start Dataset extract

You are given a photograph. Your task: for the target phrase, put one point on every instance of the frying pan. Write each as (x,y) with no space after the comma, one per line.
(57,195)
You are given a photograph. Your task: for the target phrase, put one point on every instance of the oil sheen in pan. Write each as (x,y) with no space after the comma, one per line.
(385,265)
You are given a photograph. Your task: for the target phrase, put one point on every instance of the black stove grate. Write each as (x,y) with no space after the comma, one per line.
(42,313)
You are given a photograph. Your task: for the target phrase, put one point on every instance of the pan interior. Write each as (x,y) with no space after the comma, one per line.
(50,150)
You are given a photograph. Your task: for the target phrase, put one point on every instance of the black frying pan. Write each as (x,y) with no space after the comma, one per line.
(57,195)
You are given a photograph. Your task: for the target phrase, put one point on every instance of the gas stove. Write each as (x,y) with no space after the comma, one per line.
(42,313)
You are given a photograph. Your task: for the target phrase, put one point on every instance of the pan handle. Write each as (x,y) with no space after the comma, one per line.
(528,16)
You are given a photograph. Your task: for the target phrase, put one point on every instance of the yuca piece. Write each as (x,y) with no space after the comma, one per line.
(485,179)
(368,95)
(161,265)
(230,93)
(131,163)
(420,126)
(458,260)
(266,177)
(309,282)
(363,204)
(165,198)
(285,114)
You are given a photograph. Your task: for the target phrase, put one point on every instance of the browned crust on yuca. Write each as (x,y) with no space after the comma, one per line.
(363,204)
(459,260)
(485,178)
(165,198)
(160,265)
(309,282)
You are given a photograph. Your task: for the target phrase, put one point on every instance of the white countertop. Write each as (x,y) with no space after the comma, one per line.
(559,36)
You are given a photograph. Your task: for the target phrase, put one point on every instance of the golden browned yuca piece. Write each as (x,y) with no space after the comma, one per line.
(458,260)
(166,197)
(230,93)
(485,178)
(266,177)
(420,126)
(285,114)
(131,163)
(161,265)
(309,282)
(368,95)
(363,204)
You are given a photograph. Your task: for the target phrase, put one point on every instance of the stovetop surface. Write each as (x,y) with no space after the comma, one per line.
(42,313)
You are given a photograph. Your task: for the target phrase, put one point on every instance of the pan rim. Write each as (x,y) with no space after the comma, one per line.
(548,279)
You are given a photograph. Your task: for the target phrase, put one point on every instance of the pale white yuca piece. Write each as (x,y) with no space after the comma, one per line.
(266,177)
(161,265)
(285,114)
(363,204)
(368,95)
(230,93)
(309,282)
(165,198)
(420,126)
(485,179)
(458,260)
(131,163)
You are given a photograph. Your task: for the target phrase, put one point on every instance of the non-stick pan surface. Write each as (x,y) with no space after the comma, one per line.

end Dataset extract

Your instructions
Copy out all the records above, swapping "one per line" for "each on its own line" wherever it appears and changing nothing else.

Exercise solution
You are given a photograph. Your task: for the target phrase, put one point on every instance of the frying pan. Write each as (x,y) with no space after the comma, each on its own line.
(57,195)
You are given a photograph. Your task: for the target phrase, put one point on every instance of the oil sheen in pan. Write each as (x,y) with no space after the comma, each on its own line.
(385,265)
You are given a photograph. Your task: for the target phrase, put one point on every instance of the black stove grate. Write each as (x,y) with no space after the comma, each on its own line.
(42,313)
You are given a photograph. Your task: for the target phrase, put one point on every instance of the pan interior. Write each as (x,y) with no space after the comma, each on its own line.
(50,150)
You are given a photograph. Your task: for the target phrase, put one point on every instance of the black frying pan. Write each as (x,y) with no space after the comma, each on its own line.
(57,195)
You are given a photograph. Your task: for the target phrase, put one point on every instance of the gas stove. Write each as (x,y) with no space after the comma, each on its own line.
(42,313)
You are given a photograph. Your task: for the target phrase, put one point on every instance of the pan handle. Write each as (x,y) with no space after the comma, each on its own line.
(528,16)
You are given a photograph. Your task: for the target phrase, put one point on every instance of the yuca piece. Write each as (x,y) with no space after the comma, each on its own line.
(485,179)
(368,95)
(161,265)
(230,93)
(131,163)
(420,126)
(458,260)
(266,177)
(309,282)
(363,204)
(165,198)
(285,114)
You are given a photograph. Your task: for the target phrase, put one point on every instance of the browned crust on yuca. Write each as (x,y) with no space after the comma, each on its own line.
(363,204)
(459,260)
(485,178)
(165,198)
(160,265)
(309,282)
You are given a photograph. Your task: for the target phrase, put one point on every instance of the white countertop. Write each as (x,y) with no space after the comma, each on its own line.
(559,36)
You are given a photograph. Your task: for the target phrase, put one point on every instance of the golden browned yuca piece. Write each as (x,y) with no space after the comma, each on its own line.
(458,260)
(166,197)
(230,93)
(485,178)
(266,177)
(420,126)
(285,114)
(131,163)
(161,265)
(309,282)
(368,95)
(363,204)
You are given a photograph. Your task: for the target phrase, put one point on every instance of the stovetop surface. Write each as (x,y) with no space after the comma, each on its own line.
(42,313)
You are given a photograph. Your task: for the target phrase, put one point on every instance of the pan rim. Write each as (x,y) with no space after the comma, each on its own line.
(548,279)
You are given a photograph. Your task: for the target phrase, put one point on every instance of the pale white yuca piece. Write each as (x,y) with no space after the comma, each on its own line.
(266,177)
(161,265)
(285,114)
(363,204)
(368,95)
(230,93)
(309,282)
(165,198)
(420,126)
(485,179)
(458,260)
(131,163)
You are given a photograph. Your task: for the target phrase, put one point on every instance of the non-stick pan surface. Write each as (x,y) with no space after the comma, each on its own line.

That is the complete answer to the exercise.